--- Quote Start ---
- about floating point accumulator : compiler doesn't complain like those examples in "best practice guide", and then I think it is implemented in single-cycle, as specifically explained in programming guide section 1.6.12 (single-cycle FP accumulator, I use Arria 10 device).
--- Quote End ---
Yes, if you are targeting Arria 10 you can take advantage of single-cycle floating-point accumulation and in fact, your code is constructed in a way that takes advantage of this feature. I think I compiled your code against Stratix V and hence, I got an II of 16 when unrolling the inner loop. If you get an II of one after unrolling the inner loop, then that is good and you can go ahead with unrolling it without needing to use the shift register optimization.
--- Quote Start ---
1- in a task, I want to have max memory bandwidth from single port for a specific global variable array.
I guess in ideal case (burst, cache,......, but without coalescence), if I get one 32-bit data (of that variable) per cycle, I am done. right?
(Unfortunately the index of consecutive access are random -dynamic indexing- and then I think I can not have coalescence access. To not confuse you, I will open a new thread about the code.)
--- Quote End ---
Actually, no, you need a much larger access. I am not sure which Arria 10 board you are using but the one I use has two banks of DDR4 memory running at 2133 MHz. Each bank is connected to the FPGA through a 64-bit bus (72-bit with ECC). Also the memory controller on the FPGA is running at 266 MHz. Hence, if you want to saturate the memory bandwidth using one access, considering the operating frequency difference between the memory controller and the memory itself, you need an access size equal to:
(memory frequency/controller frequency) * number of banks * width of memory port = (2133/266) * 2 * 64 = 1024 bits = 32 floats --> unroll factor of 32 on the memory access loop
Of course this is with the assumption that you only have one access in your kernel. If you have more accesses, then you should divide your bandwidth between the different access, and adjust the unrolling factor accordingly. You can also consider "sacrificing" your less important accesses by using a lower unroll factor for them. Doing one 32-bit access per cycle will only give you 1/32 of the memory bandwidth. Having multiple 32-bit accesses per cycle will give you some limited performance improvement, but you will never reach the peak or anywhere close to it due to contention on the memory bus.

What is being asked:
Copy the forum reply word for word, from "I guess in ideal" up to and including "about the code.)".

(Items stored from a collection)

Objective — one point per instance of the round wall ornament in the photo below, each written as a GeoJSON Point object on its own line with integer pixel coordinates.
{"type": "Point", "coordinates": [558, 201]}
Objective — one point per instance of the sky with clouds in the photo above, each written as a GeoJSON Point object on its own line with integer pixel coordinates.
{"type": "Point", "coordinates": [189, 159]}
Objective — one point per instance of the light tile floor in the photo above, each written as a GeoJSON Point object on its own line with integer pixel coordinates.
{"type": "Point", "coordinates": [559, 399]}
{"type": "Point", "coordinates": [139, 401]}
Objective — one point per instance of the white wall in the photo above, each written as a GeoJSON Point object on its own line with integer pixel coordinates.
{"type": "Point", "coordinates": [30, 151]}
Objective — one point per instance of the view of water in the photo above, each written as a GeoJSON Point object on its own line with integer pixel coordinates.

Full output:
I guess in ideal case (burst, cache,......, but without coalescence), if I get one 32-bit data (of that variable) per cycle, I am done. right?
(Unfortunately the index of consecutive access are random -dynamic indexing- and then I think I can not have coalescence access. To not confuse you, I will open a new thread about the code.)